What to do >> Whenever the word "patterned" appears in a line of the data below, copy that line.

Input data >>

******

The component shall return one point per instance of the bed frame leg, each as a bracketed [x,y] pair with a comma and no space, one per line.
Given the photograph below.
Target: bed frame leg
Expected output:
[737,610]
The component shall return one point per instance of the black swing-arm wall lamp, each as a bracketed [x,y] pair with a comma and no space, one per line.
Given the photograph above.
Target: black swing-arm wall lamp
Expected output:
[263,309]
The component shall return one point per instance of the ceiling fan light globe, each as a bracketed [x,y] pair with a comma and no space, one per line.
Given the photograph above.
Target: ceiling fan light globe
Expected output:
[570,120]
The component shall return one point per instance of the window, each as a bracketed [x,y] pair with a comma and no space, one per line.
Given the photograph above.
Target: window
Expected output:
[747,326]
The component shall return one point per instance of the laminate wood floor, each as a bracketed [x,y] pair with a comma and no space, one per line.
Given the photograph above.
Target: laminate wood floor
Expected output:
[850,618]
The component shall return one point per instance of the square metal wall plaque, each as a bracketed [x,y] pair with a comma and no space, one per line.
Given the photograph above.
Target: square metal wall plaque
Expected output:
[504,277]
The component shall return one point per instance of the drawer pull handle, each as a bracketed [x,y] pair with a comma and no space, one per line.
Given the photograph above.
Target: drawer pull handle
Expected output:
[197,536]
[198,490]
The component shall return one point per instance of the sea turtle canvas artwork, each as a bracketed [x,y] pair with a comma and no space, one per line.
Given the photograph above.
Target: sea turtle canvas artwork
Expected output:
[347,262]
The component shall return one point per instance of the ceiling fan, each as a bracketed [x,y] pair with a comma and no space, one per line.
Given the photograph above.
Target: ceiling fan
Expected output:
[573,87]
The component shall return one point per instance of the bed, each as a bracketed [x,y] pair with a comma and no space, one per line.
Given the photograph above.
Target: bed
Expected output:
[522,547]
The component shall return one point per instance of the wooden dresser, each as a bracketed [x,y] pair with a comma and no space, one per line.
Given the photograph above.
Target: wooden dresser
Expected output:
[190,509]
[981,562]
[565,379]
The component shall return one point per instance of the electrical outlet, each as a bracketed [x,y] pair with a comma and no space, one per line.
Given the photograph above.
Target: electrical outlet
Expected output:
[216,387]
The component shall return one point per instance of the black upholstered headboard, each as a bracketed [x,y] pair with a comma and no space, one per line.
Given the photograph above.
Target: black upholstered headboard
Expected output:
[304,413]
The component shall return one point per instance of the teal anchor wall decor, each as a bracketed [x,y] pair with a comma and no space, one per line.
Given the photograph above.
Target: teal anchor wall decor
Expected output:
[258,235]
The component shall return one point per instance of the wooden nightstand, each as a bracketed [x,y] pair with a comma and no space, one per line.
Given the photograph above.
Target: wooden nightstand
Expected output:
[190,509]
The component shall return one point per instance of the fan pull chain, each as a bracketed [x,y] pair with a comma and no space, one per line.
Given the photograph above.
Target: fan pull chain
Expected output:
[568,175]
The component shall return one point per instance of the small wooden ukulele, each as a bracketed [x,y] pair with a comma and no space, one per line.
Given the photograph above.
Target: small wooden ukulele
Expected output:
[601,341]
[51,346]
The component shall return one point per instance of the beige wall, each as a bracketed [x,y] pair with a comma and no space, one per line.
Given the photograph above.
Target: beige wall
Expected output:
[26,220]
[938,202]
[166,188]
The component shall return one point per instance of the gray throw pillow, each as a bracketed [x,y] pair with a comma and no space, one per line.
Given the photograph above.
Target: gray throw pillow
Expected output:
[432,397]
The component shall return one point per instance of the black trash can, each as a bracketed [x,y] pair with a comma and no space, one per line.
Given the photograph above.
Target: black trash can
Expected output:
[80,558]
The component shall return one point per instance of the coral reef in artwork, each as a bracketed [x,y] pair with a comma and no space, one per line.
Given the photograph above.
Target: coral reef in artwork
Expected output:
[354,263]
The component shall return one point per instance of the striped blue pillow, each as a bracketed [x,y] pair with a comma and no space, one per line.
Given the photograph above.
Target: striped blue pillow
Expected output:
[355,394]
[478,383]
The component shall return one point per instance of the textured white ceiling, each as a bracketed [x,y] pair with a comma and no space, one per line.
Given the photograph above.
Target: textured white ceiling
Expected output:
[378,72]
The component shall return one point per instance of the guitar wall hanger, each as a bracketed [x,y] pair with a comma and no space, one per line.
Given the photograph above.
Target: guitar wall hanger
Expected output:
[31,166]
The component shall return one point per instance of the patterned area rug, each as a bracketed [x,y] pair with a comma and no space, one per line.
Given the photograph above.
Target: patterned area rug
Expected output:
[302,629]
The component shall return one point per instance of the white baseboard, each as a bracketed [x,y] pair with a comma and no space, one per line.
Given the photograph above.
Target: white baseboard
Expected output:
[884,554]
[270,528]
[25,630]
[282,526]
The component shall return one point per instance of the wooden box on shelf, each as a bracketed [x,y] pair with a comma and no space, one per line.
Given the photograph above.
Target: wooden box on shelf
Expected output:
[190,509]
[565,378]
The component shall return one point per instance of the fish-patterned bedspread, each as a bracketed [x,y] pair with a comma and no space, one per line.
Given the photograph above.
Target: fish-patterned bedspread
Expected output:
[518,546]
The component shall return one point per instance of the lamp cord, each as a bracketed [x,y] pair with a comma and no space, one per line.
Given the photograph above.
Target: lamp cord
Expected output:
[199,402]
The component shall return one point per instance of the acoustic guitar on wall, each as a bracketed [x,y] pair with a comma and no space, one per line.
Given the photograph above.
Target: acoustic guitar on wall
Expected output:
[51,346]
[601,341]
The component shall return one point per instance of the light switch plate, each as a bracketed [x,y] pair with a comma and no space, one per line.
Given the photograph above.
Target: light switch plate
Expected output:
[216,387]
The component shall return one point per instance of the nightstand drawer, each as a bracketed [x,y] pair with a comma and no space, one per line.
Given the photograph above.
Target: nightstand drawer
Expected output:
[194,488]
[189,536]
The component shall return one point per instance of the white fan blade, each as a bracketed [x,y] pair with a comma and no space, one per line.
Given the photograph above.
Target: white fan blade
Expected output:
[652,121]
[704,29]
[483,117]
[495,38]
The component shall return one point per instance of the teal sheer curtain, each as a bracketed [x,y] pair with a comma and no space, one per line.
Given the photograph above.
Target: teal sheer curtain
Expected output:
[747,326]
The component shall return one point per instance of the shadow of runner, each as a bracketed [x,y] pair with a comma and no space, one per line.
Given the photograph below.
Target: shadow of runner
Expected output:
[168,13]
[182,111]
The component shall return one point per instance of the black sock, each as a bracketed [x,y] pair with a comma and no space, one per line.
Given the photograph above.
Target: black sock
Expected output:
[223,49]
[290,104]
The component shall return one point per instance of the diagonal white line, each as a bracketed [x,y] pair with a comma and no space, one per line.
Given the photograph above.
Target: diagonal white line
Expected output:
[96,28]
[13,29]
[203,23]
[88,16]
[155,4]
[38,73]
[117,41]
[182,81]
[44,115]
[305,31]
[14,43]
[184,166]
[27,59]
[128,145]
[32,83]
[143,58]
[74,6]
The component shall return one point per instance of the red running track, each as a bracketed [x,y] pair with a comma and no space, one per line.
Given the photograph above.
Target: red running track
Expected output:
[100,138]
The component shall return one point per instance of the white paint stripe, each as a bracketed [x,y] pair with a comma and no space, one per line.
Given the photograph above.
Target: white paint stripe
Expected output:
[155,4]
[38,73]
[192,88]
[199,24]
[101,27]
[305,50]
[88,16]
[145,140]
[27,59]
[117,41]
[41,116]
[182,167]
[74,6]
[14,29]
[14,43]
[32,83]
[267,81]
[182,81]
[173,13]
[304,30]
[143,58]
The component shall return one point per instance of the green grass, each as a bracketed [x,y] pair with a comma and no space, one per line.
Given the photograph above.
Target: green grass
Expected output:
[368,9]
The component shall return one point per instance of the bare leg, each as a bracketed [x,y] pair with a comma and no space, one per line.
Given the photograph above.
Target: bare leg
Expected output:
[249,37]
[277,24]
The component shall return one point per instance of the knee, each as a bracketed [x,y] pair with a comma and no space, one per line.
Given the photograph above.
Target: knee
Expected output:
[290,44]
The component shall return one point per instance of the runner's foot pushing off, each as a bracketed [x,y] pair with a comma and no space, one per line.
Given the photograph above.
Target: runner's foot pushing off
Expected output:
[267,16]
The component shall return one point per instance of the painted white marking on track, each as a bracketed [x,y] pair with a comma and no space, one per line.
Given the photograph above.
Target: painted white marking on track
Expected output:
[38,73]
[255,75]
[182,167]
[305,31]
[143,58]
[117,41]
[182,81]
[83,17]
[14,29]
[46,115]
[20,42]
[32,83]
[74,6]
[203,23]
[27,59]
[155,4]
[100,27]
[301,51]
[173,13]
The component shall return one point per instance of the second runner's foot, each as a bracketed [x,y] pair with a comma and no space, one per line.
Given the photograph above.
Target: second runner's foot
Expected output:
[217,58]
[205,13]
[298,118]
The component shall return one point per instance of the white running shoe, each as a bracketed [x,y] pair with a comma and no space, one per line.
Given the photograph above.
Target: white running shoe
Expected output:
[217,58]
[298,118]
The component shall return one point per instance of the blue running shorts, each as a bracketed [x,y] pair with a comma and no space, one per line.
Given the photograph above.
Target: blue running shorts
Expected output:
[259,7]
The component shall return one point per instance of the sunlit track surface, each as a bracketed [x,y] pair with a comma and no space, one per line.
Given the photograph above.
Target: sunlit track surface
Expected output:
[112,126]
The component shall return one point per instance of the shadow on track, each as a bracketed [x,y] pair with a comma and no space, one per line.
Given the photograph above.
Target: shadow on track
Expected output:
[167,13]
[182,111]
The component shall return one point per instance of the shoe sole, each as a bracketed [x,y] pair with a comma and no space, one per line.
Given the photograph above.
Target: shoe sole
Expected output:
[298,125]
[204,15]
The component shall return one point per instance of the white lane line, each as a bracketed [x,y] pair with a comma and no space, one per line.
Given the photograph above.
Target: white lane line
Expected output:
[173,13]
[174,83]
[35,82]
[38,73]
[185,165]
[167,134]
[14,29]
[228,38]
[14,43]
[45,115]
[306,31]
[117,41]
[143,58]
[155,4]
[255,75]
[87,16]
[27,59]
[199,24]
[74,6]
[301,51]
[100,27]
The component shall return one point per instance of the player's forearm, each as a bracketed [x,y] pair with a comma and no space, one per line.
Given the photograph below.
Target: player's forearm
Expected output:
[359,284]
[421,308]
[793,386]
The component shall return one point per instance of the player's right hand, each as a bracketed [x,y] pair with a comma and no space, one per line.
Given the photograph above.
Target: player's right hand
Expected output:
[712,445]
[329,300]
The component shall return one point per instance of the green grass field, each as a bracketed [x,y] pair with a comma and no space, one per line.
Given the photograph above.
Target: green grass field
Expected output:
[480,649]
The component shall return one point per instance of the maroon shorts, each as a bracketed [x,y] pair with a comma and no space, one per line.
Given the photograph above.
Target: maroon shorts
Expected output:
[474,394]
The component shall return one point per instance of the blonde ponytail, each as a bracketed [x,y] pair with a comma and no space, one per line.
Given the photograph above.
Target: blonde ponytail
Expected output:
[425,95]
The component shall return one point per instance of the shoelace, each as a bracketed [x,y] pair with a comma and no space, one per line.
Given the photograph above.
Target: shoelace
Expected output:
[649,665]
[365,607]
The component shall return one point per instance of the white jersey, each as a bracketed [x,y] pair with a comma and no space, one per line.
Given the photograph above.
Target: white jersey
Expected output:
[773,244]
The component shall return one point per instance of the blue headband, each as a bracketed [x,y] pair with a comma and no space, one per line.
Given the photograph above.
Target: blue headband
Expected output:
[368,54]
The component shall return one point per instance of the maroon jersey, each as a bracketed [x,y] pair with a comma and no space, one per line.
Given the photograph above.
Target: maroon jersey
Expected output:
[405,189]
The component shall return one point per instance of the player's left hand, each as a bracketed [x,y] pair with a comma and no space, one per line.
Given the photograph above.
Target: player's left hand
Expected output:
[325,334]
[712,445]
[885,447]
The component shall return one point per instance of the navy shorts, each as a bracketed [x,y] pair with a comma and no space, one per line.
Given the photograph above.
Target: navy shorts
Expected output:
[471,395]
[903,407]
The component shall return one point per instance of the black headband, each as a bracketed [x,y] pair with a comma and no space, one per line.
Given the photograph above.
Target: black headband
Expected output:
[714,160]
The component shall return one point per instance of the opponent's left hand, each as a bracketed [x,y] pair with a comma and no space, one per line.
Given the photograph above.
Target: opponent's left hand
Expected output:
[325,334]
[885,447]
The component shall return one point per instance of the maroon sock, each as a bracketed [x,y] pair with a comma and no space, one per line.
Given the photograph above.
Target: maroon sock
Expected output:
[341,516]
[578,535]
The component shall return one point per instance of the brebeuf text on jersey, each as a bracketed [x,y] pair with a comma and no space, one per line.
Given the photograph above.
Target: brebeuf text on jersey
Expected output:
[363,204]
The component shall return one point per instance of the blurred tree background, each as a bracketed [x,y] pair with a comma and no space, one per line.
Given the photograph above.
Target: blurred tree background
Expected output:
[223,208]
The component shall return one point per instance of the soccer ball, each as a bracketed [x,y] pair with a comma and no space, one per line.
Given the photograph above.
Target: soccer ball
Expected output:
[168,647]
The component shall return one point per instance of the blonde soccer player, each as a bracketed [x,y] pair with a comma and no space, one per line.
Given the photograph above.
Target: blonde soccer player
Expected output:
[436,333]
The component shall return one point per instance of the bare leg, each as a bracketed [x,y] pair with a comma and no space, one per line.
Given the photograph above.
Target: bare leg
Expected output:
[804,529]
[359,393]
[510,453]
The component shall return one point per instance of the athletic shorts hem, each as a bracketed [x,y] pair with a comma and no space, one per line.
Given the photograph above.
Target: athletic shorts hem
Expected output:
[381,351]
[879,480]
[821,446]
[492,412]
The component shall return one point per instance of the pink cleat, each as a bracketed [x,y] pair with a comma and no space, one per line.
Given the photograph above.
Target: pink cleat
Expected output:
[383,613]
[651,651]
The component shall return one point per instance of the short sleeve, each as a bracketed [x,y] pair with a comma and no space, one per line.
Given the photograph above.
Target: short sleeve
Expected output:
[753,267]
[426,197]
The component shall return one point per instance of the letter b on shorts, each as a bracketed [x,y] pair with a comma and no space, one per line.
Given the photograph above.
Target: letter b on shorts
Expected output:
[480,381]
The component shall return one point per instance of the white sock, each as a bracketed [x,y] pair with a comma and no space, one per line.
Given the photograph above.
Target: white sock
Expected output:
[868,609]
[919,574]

******

Result of this exercise >>
The component shall return one point per instance of the patterned area rug, each as a bracketed [x,y] pair with a comma and no space, one per line.
Target: patterned area rug
The component shall return one point per instance of the fish-patterned bedspread, each as a bracketed [x,y] pair with a comma and no space, one per line.
Target: fish-patterned bedspread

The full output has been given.